What this task involves =>
Give back exactly the lines of the material below that start at the line containing "Segment each <instance>" and end at the line containing "box: [607, 67, 741, 183]", and no others.

Material provided =>
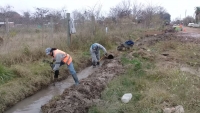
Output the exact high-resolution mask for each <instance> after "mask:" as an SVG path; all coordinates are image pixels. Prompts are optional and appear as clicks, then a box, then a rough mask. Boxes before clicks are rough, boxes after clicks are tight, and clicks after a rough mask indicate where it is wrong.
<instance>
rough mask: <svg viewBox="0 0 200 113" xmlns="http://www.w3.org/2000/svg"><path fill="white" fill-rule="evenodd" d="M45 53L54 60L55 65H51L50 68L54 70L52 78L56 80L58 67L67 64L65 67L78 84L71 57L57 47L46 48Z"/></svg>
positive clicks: (58, 67)
mask: <svg viewBox="0 0 200 113" xmlns="http://www.w3.org/2000/svg"><path fill="white" fill-rule="evenodd" d="M46 55H49V56H52V57H53V61H55V65H54V66H53V67H52V69H53V70H54V72H55V73H54V80H55V81H56V80H57V78H58V75H59V67H60V66H62V65H64V64H67V67H68V69H69V72H70V74H71V75H72V77H73V79H74V81H75V84H76V85H78V84H79V81H78V77H77V75H76V71H75V69H74V66H73V62H72V57H71V56H70V55H69V54H67V53H65V52H64V51H61V50H59V49H57V48H50V47H49V48H46Z"/></svg>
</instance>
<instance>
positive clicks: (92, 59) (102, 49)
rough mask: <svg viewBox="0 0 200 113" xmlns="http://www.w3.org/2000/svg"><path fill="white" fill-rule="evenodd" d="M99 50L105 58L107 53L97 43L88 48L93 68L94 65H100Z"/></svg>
mask: <svg viewBox="0 0 200 113" xmlns="http://www.w3.org/2000/svg"><path fill="white" fill-rule="evenodd" d="M100 49H102V50H103V51H104V55H105V56H107V51H106V49H105V47H103V46H102V45H101V44H99V43H94V44H92V45H91V47H90V54H91V57H92V65H93V67H96V65H100V62H99V61H100Z"/></svg>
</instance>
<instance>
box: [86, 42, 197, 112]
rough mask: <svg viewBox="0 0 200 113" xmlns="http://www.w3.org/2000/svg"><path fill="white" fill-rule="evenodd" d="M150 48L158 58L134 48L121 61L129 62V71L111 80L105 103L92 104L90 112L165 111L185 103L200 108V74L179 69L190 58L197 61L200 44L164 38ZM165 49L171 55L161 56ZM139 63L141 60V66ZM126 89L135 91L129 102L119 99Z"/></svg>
mask: <svg viewBox="0 0 200 113" xmlns="http://www.w3.org/2000/svg"><path fill="white" fill-rule="evenodd" d="M150 50H151V51H150V52H148V54H152V55H154V56H155V59H157V60H153V61H152V60H148V59H144V57H143V56H145V55H146V57H149V56H148V54H142V55H143V56H141V54H140V52H135V53H134V54H133V55H134V56H133V57H130V54H129V53H127V54H125V56H126V57H123V58H122V63H124V65H125V66H126V65H127V66H128V69H127V72H126V73H125V74H124V75H122V76H120V77H118V78H116V79H114V80H113V81H112V82H111V83H109V85H108V87H107V88H106V90H105V91H104V92H102V100H103V101H102V103H99V104H97V105H95V106H93V107H92V108H91V109H90V110H89V112H90V113H121V112H123V113H162V112H163V111H162V109H163V108H165V107H174V106H176V105H182V106H183V107H184V110H185V112H187V113H199V112H200V109H199V107H200V96H199V93H200V88H199V86H200V82H199V81H200V78H199V77H198V76H194V75H193V74H191V73H188V72H182V71H181V70H180V68H181V67H182V66H183V65H187V62H188V61H190V62H198V59H197V58H194V57H195V56H198V51H199V45H198V44H193V43H187V44H184V45H183V44H182V43H181V42H176V41H162V42H158V43H157V44H155V45H152V46H151V47H150ZM143 51H144V53H145V52H147V51H145V50H143ZM163 52H168V53H169V56H167V57H164V58H163V57H161V58H160V57H159V56H160V54H161V53H163ZM194 53H195V54H196V55H194ZM136 54H138V55H136ZM150 56H151V55H150ZM180 56H181V57H180ZM191 56H192V57H193V58H191ZM135 61H137V62H138V63H135ZM136 64H141V65H139V67H140V68H138V66H137V65H136ZM187 66H189V67H190V66H191V65H187ZM192 67H193V68H195V67H196V65H195V66H192ZM124 93H132V94H133V97H132V99H131V101H130V102H129V103H127V104H123V103H122V102H121V100H120V99H121V97H122V95H123V94H124ZM164 103H165V104H166V103H167V106H166V105H164Z"/></svg>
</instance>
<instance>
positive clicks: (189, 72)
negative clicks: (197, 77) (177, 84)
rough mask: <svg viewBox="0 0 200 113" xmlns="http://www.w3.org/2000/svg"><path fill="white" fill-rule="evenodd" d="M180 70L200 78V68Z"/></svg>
mask: <svg viewBox="0 0 200 113" xmlns="http://www.w3.org/2000/svg"><path fill="white" fill-rule="evenodd" d="M180 70H181V71H184V72H188V73H190V74H193V75H197V76H198V77H200V68H199V69H198V70H195V69H192V68H188V67H181V68H180Z"/></svg>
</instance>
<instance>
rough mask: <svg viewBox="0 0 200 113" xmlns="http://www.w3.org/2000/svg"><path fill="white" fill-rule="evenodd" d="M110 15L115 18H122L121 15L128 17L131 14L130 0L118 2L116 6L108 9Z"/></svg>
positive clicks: (130, 3)
mask: <svg viewBox="0 0 200 113" xmlns="http://www.w3.org/2000/svg"><path fill="white" fill-rule="evenodd" d="M109 15H110V16H111V17H115V18H123V17H129V16H130V15H131V3H130V0H127V1H126V0H124V1H122V2H121V3H119V4H118V5H117V6H115V7H113V8H111V9H110V14H109Z"/></svg>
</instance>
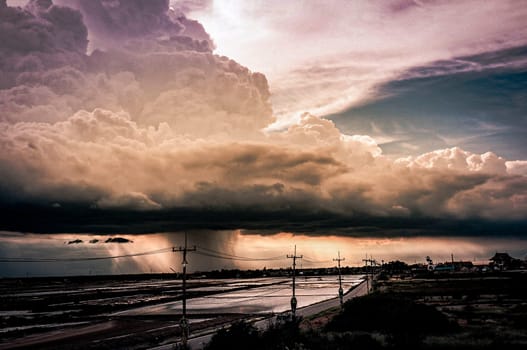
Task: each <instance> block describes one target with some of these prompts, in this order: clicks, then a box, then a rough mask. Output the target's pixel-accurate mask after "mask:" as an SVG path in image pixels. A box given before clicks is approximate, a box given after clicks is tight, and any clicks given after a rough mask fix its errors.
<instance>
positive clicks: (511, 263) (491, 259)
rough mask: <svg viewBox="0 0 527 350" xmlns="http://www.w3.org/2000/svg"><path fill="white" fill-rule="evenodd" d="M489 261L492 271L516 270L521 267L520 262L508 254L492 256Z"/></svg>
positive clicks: (497, 253)
mask: <svg viewBox="0 0 527 350" xmlns="http://www.w3.org/2000/svg"><path fill="white" fill-rule="evenodd" d="M489 260H490V264H489V265H490V267H491V268H493V269H494V270H511V269H518V268H521V267H522V265H523V264H522V261H521V260H520V259H516V258H513V257H511V256H510V255H509V254H508V253H498V252H496V254H494V256H493V257H492V258H490V259H489Z"/></svg>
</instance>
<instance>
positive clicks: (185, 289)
mask: <svg viewBox="0 0 527 350" xmlns="http://www.w3.org/2000/svg"><path fill="white" fill-rule="evenodd" d="M193 251H196V246H194V247H193V248H187V232H185V246H184V247H179V248H177V249H176V248H175V247H172V252H174V253H175V252H182V253H183V261H182V262H181V265H183V283H182V290H183V316H182V317H181V320H180V321H179V327H180V328H181V342H182V343H183V348H184V349H186V348H187V340H188V336H189V333H190V332H189V327H188V320H187V294H186V293H187V265H188V262H187V252H193Z"/></svg>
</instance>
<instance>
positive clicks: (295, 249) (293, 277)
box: [287, 245, 303, 320]
mask: <svg viewBox="0 0 527 350" xmlns="http://www.w3.org/2000/svg"><path fill="white" fill-rule="evenodd" d="M302 257H303V255H300V256H297V255H296V245H295V253H294V254H293V255H289V254H287V258H288V259H293V296H292V297H291V315H292V318H293V320H294V319H295V315H296V304H297V302H296V296H295V270H296V259H302Z"/></svg>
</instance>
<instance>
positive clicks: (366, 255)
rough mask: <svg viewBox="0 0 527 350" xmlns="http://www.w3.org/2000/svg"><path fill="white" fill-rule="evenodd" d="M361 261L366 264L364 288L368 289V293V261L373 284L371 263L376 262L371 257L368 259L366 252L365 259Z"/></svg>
mask: <svg viewBox="0 0 527 350" xmlns="http://www.w3.org/2000/svg"><path fill="white" fill-rule="evenodd" d="M362 261H364V264H365V265H366V288H367V289H368V294H370V284H369V280H370V277H369V276H368V275H369V273H368V263H370V266H371V268H370V270H369V272H370V273H371V277H372V284H373V263H375V264H376V263H377V262H376V261H375V260H373V257H370V258H369V259H368V254H366V259H362Z"/></svg>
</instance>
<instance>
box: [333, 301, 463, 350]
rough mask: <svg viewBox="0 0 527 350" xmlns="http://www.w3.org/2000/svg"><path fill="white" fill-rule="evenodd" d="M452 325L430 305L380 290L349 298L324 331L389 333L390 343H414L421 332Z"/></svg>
mask: <svg viewBox="0 0 527 350" xmlns="http://www.w3.org/2000/svg"><path fill="white" fill-rule="evenodd" d="M453 329H454V325H453V324H451V323H450V322H449V321H448V319H447V318H446V316H445V315H443V314H442V313H441V312H439V311H438V310H437V309H435V308H434V307H432V306H428V305H424V304H417V303H415V302H414V301H412V300H409V299H400V298H397V299H396V298H394V297H391V296H388V295H382V294H372V295H368V296H365V297H361V298H355V299H351V300H349V301H348V302H346V303H345V304H344V308H343V310H342V312H341V313H340V314H338V315H336V316H335V317H334V318H333V319H332V320H331V321H330V322H329V323H328V324H327V326H326V330H328V331H340V332H344V331H367V332H381V333H384V334H387V335H388V336H389V339H390V342H391V343H392V345H416V344H418V343H419V342H420V339H421V338H422V337H423V336H424V335H427V334H443V333H445V332H449V331H452V330H453Z"/></svg>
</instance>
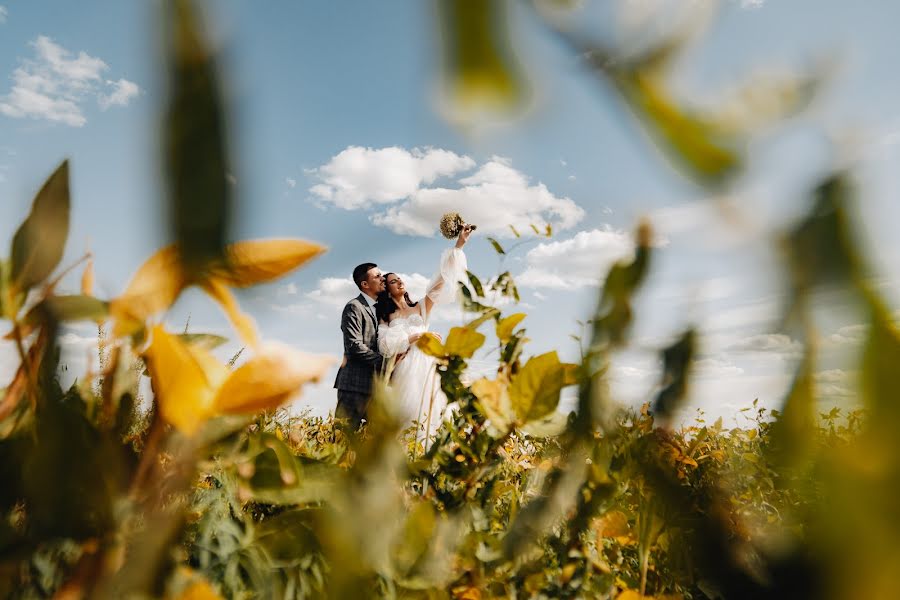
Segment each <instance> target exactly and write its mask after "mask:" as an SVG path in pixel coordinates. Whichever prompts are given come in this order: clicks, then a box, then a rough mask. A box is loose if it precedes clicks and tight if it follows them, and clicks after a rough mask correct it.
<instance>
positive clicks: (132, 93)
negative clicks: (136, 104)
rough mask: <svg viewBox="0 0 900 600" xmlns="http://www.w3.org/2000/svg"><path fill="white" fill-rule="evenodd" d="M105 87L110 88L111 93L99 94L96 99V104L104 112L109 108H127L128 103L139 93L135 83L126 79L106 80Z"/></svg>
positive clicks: (139, 90)
mask: <svg viewBox="0 0 900 600" xmlns="http://www.w3.org/2000/svg"><path fill="white" fill-rule="evenodd" d="M106 85H107V86H109V87H111V88H112V91H110V92H109V93H108V94H101V95H100V96H99V97H98V98H97V103H98V104H99V105H100V108H101V109H102V110H106V109H108V108H109V107H110V106H128V103H129V102H131V100H132V99H134V98H136V97H137V95H138V94H139V93H140V92H141V88H139V87H138V86H137V84H136V83H134V82H133V81H128V80H127V79H120V80H118V81H109V80H107V82H106Z"/></svg>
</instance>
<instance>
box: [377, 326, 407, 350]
mask: <svg viewBox="0 0 900 600" xmlns="http://www.w3.org/2000/svg"><path fill="white" fill-rule="evenodd" d="M408 349H409V333H408V332H407V331H406V327H403V326H395V327H384V326H382V327H379V328H378V351H379V352H380V353H381V355H382V356H385V357H391V356H395V355H397V354H401V353H403V352H406V351H407V350H408Z"/></svg>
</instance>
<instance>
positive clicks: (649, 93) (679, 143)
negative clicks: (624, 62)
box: [607, 67, 741, 183]
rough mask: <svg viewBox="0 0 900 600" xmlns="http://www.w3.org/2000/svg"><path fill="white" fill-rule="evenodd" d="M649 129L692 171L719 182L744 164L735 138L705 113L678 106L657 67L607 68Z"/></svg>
mask: <svg viewBox="0 0 900 600" xmlns="http://www.w3.org/2000/svg"><path fill="white" fill-rule="evenodd" d="M607 73H609V74H610V76H611V79H612V81H613V83H614V84H615V85H616V87H617V88H618V89H619V91H620V93H621V94H622V96H623V97H624V98H625V100H626V103H627V104H628V106H629V107H630V108H631V109H632V111H633V112H634V113H635V115H636V116H637V117H638V118H639V119H640V121H641V122H642V123H643V124H644V125H645V126H646V128H647V130H648V131H649V132H650V133H651V134H652V135H654V136H655V137H656V138H657V139H658V140H659V141H660V142H661V146H662V148H663V149H666V150H668V151H669V155H670V156H671V157H673V158H674V159H675V161H676V163H680V164H681V165H683V166H685V167H687V168H688V169H689V172H690V174H692V175H693V176H695V177H696V178H698V179H700V180H701V181H706V182H710V183H720V182H722V181H723V180H725V179H726V178H727V177H729V176H731V175H733V174H734V172H735V171H737V169H738V168H739V167H740V166H741V157H740V156H739V155H738V153H737V151H736V150H735V147H736V144H735V140H734V139H733V138H730V137H727V136H722V135H721V134H720V133H719V131H718V130H717V129H716V127H715V125H714V123H712V122H711V121H710V120H708V119H706V118H705V117H704V116H702V115H700V114H698V113H695V112H693V111H691V110H690V109H686V108H684V107H682V106H679V105H678V103H677V102H676V100H675V98H674V97H673V96H672V94H671V92H670V91H669V90H668V89H667V88H666V85H665V83H664V82H663V78H662V75H661V74H659V73H657V72H656V69H645V68H643V67H638V68H634V69H625V70H609V69H608V70H607Z"/></svg>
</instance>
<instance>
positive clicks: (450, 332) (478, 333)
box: [444, 327, 485, 358]
mask: <svg viewBox="0 0 900 600" xmlns="http://www.w3.org/2000/svg"><path fill="white" fill-rule="evenodd" d="M484 340H485V337H484V334H481V333H478V332H477V331H475V330H474V329H471V328H469V327H453V328H451V329H450V333H449V334H447V341H446V342H444V353H445V354H447V355H448V356H459V357H461V358H472V355H473V354H475V351H476V350H478V349H479V348H481V346H482V345H484Z"/></svg>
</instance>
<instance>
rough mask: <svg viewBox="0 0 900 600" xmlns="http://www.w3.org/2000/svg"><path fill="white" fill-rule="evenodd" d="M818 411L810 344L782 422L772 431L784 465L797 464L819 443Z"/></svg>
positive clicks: (776, 458) (781, 419)
mask: <svg viewBox="0 0 900 600" xmlns="http://www.w3.org/2000/svg"><path fill="white" fill-rule="evenodd" d="M815 408H816V399H815V390H814V387H813V349H812V346H811V345H810V343H809V342H807V347H806V354H805V355H804V357H803V361H802V362H801V363H800V366H799V368H798V369H797V374H796V375H795V376H794V383H793V385H791V389H790V391H789V392H788V395H787V397H786V398H785V400H784V405H783V406H782V410H781V413H780V414H779V415H778V420H777V421H775V423H774V424H773V425H772V429H771V435H772V449H773V452H774V453H775V458H776V460H777V461H778V462H779V463H780V464H781V465H784V466H789V465H793V464H797V462H798V461H799V460H800V459H802V458H803V457H804V455H805V454H806V452H807V451H809V450H810V449H811V447H812V445H813V444H814V443H815V442H814V436H815V434H816V410H815Z"/></svg>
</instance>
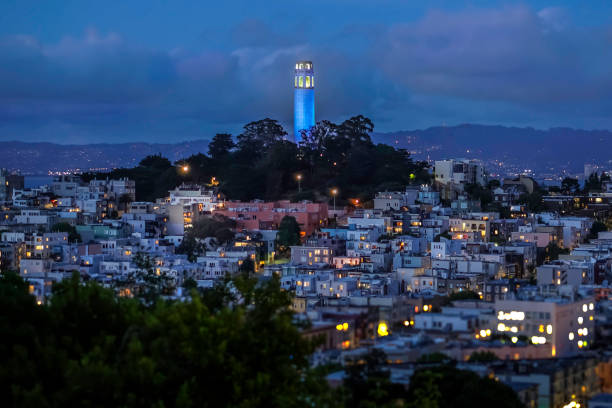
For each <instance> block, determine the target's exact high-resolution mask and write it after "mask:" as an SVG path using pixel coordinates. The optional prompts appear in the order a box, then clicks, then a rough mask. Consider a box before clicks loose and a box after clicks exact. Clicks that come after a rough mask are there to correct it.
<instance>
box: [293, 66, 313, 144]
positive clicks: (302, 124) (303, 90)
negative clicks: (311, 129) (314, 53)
mask: <svg viewBox="0 0 612 408" xmlns="http://www.w3.org/2000/svg"><path fill="white" fill-rule="evenodd" d="M293 87H294V99H293V108H294V111H293V135H294V137H295V142H296V143H299V142H300V141H301V140H302V137H301V131H302V130H309V129H310V128H311V127H313V126H314V125H315V118H314V69H313V67H312V62H311V61H299V62H297V63H296V64H295V76H294V84H293Z"/></svg>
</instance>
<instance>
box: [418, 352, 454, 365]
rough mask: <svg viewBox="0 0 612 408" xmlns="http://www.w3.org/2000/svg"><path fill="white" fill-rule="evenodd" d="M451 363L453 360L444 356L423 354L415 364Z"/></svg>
mask: <svg viewBox="0 0 612 408" xmlns="http://www.w3.org/2000/svg"><path fill="white" fill-rule="evenodd" d="M451 361H453V359H452V358H450V357H449V356H447V355H446V354H444V353H439V352H436V353H430V354H423V355H422V356H421V357H419V358H418V360H417V363H449V362H451Z"/></svg>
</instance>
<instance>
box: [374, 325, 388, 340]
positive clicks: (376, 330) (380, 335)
mask: <svg viewBox="0 0 612 408" xmlns="http://www.w3.org/2000/svg"><path fill="white" fill-rule="evenodd" d="M376 331H377V333H378V335H379V336H380V337H385V336H388V335H389V327H388V326H387V323H385V322H380V323H378V329H377V330H376Z"/></svg>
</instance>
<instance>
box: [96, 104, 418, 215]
mask: <svg viewBox="0 0 612 408" xmlns="http://www.w3.org/2000/svg"><path fill="white" fill-rule="evenodd" d="M373 129H374V125H373V124H372V122H371V121H370V119H368V118H366V117H364V116H361V115H358V116H355V117H352V118H350V119H347V120H346V121H344V122H342V123H341V124H339V125H337V124H334V123H332V122H329V121H321V122H319V123H317V124H316V125H315V126H314V127H313V128H312V129H310V130H309V131H305V132H303V134H302V138H303V141H302V142H301V143H300V144H299V145H295V144H294V143H291V142H289V141H287V140H286V138H287V132H286V131H285V130H284V129H283V127H282V126H281V125H280V124H279V123H278V122H277V121H275V120H272V119H269V118H267V119H263V120H259V121H255V122H251V123H249V124H247V125H246V126H245V127H244V130H243V132H242V133H241V134H240V135H238V136H237V137H236V141H237V143H236V144H234V142H233V140H232V137H231V135H229V134H217V135H215V136H214V137H213V139H212V141H211V142H210V144H209V151H208V155H206V154H203V153H197V154H194V155H193V156H190V157H186V158H184V159H182V160H179V161H177V162H176V164H175V165H172V164H171V163H170V162H169V161H168V160H167V159H165V158H163V157H161V156H149V157H147V158H145V159H143V160H142V161H141V163H140V164H139V165H138V166H137V167H135V168H132V169H117V170H114V171H112V172H111V173H105V174H98V175H93V174H91V175H86V176H85V178H86V179H90V178H93V177H94V176H98V177H104V178H106V177H110V178H119V177H129V178H131V179H133V180H135V182H136V194H137V197H136V199H137V200H138V201H154V200H155V199H156V198H160V197H163V196H166V195H167V193H168V190H171V189H173V188H174V187H176V186H177V185H179V184H180V183H182V182H187V183H189V182H193V183H200V184H211V180H212V178H213V177H214V178H215V180H216V182H218V183H219V185H218V188H219V190H220V191H221V192H223V193H224V194H225V195H226V196H227V197H228V198H230V199H232V200H243V201H248V200H253V199H256V198H258V199H263V200H279V199H289V200H294V201H295V200H302V199H313V200H315V201H324V200H326V199H328V198H329V189H330V188H337V189H338V191H339V193H338V196H337V202H338V204H339V205H344V204H345V203H346V202H347V201H348V200H349V199H359V200H360V201H361V202H366V201H368V200H371V199H372V198H373V196H374V194H375V193H376V192H377V191H381V190H384V189H386V188H400V189H403V188H404V187H405V186H406V185H408V184H423V183H426V182H428V181H429V179H430V176H429V173H428V164H427V163H425V162H415V161H413V160H412V158H411V157H410V154H409V153H408V152H407V151H406V150H403V149H395V148H394V147H392V146H388V145H385V144H378V145H375V144H373V143H372V140H371V137H370V133H371V132H372V130H373ZM184 168H186V169H188V170H187V171H185V170H184ZM297 174H300V175H301V177H302V178H301V190H302V191H301V192H298V185H297V182H296V175H297Z"/></svg>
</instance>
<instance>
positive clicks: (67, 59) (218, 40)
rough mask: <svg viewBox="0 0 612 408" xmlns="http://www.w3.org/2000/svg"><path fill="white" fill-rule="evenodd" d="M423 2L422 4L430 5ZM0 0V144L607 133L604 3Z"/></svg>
mask: <svg viewBox="0 0 612 408" xmlns="http://www.w3.org/2000/svg"><path fill="white" fill-rule="evenodd" d="M422 3H427V5H426V6H424V5H422ZM584 4H585V2H576V1H557V2H554V3H552V2H547V1H529V2H522V3H515V2H501V1H469V2H461V1H458V0H453V1H427V2H418V1H408V0H403V1H399V0H369V1H362V0H350V1H349V0H325V1H324V0H312V1H307V2H302V1H287V0H285V1H276V0H268V1H265V2H263V1H262V2H257V1H242V0H239V1H238V0H236V1H225V2H213V1H201V0H200V1H186V0H173V1H155V0H146V1H144V0H143V1H128V0H126V1H108V0H106V1H85V0H61V1H44V2H41V1H33V0H32V1H31V0H3V1H2V2H0V140H4V141H6V140H21V141H52V142H58V143H99V142H124V141H151V142H177V141H182V140H193V139H201V138H210V137H212V135H214V133H216V132H225V131H228V132H232V133H234V134H237V133H239V131H240V129H241V127H242V125H243V124H245V123H247V122H249V121H252V120H257V119H261V118H264V117H271V118H275V119H278V120H280V121H281V122H282V123H283V125H284V126H285V127H286V129H287V130H288V131H290V129H291V128H292V104H293V99H292V93H293V87H292V76H293V71H292V70H293V64H294V62H295V61H297V60H304V59H307V60H312V61H313V62H314V68H315V75H316V77H317V82H316V115H317V120H321V119H329V120H332V121H341V120H343V119H345V118H347V117H349V116H353V115H356V114H360V113H361V114H364V115H366V116H368V117H370V118H372V120H373V121H374V123H375V125H376V130H377V131H394V130H404V129H416V128H425V127H429V126H437V125H442V124H447V125H454V124H460V123H483V124H502V125H515V126H533V127H537V128H549V127H558V126H569V127H577V128H585V129H594V128H597V129H600V128H606V129H611V128H612V3H610V1H606V0H602V1H594V0H593V1H589V2H588V5H589V7H588V9H586V8H585V7H582V6H584Z"/></svg>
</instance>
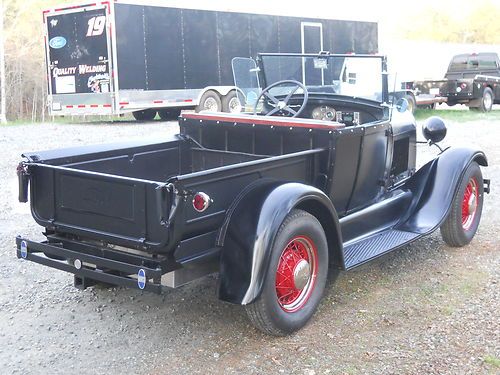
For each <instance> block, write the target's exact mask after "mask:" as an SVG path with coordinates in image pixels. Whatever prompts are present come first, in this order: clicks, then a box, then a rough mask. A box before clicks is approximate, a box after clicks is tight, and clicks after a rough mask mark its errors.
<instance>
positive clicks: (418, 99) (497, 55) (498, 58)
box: [400, 52, 500, 112]
mask: <svg viewBox="0 0 500 375" xmlns="http://www.w3.org/2000/svg"><path fill="white" fill-rule="evenodd" d="M402 89H403V90H404V91H402V92H406V95H407V96H406V98H407V99H408V100H409V101H411V102H412V103H414V104H415V108H416V106H419V107H424V108H425V107H427V108H435V106H436V104H438V103H447V104H448V105H449V106H454V105H456V104H465V105H466V106H468V107H469V109H471V110H474V111H481V112H489V111H491V110H492V108H493V104H500V59H499V58H498V55H497V54H496V53H492V52H489V53H467V54H461V55H456V56H453V58H452V59H451V61H450V64H449V66H448V70H447V72H446V74H445V76H444V79H442V80H437V81H414V82H411V81H410V82H402ZM402 92H400V93H402Z"/></svg>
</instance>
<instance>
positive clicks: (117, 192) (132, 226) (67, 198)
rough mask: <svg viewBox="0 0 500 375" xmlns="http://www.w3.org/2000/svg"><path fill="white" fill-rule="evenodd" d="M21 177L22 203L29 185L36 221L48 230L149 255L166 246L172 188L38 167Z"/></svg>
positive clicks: (39, 165) (97, 175)
mask: <svg viewBox="0 0 500 375" xmlns="http://www.w3.org/2000/svg"><path fill="white" fill-rule="evenodd" d="M18 175H19V189H20V196H19V199H20V200H21V201H23V200H24V201H26V199H27V195H28V184H29V185H30V189H29V192H30V201H31V211H32V214H33V217H34V218H35V220H36V221H37V223H38V224H40V225H42V226H44V227H46V228H49V229H55V230H57V231H60V232H64V233H71V234H76V235H80V236H83V237H86V238H91V239H97V240H103V241H106V242H109V243H112V244H117V245H122V246H129V247H135V248H142V249H149V250H154V249H161V248H164V247H165V246H166V245H167V243H168V217H169V214H170V206H171V194H170V193H171V190H172V188H171V185H168V184H163V183H160V182H154V181H147V180H140V179H134V178H127V177H119V176H114V175H108V174H104V173H96V172H88V171H81V170H73V169H69V168H65V167H59V166H52V165H46V164H37V163H25V164H22V165H21V166H20V168H19V169H18Z"/></svg>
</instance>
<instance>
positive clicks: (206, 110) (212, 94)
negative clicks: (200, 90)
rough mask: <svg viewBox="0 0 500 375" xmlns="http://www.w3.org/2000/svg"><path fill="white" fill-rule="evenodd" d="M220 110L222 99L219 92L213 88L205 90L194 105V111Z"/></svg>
mask: <svg viewBox="0 0 500 375" xmlns="http://www.w3.org/2000/svg"><path fill="white" fill-rule="evenodd" d="M201 111H206V112H221V111H222V101H221V99H220V96H219V94H217V93H216V92H215V91H213V90H208V91H206V92H205V93H204V94H203V95H202V96H201V99H200V103H199V104H198V106H197V107H196V112H201Z"/></svg>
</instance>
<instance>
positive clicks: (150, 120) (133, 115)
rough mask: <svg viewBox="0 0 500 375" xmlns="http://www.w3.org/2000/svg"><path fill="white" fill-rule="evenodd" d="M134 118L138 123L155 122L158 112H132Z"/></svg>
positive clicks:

Solution for this problem =>
Segment each <instance> target exactly and write its mask after "mask:" as an SVG path in pixel coordinates. Whichever prompts are given come in this order: clicks, then a box, then a rough mask. A box is loose if it precedes clicks and tight if it follows them, and clicks after a rough mask correct it.
<instance>
positive clicks: (132, 93)
negative clicks: (136, 104)
rough mask: <svg viewBox="0 0 900 600" xmlns="http://www.w3.org/2000/svg"><path fill="white" fill-rule="evenodd" d="M105 87L110 88L111 93L99 94L96 99V104L104 112L109 108H127L128 103L139 93L135 83L126 79L106 80Z"/></svg>
positive clicks: (139, 90)
mask: <svg viewBox="0 0 900 600" xmlns="http://www.w3.org/2000/svg"><path fill="white" fill-rule="evenodd" d="M106 85H107V86H109V87H111V88H112V91H110V92H109V93H108V94H101V95H100V96H99V97H98V98H97V103H98V104H99V105H100V108H101V109H102V110H106V109H108V108H109V107H110V106H128V103H129V102H131V100H132V99H134V98H136V97H137V95H138V94H139V93H140V92H141V88H139V87H138V86H137V84H136V83H134V82H133V81H128V80H127V79H120V80H118V81H109V80H107V82H106Z"/></svg>
</instance>
<instance>
box: [377, 326, 407, 350]
mask: <svg viewBox="0 0 900 600" xmlns="http://www.w3.org/2000/svg"><path fill="white" fill-rule="evenodd" d="M408 349H409V333H408V332H407V331H406V327H403V326H395V327H384V326H382V327H379V328H378V351H379V352H380V353H381V355H382V356H385V357H391V356H395V355H397V354H401V353H403V352H406V351H407V350H408Z"/></svg>
</instance>
<instance>
positive clicks: (649, 93) (679, 143)
negative clicks: (624, 62)
box: [607, 67, 741, 183]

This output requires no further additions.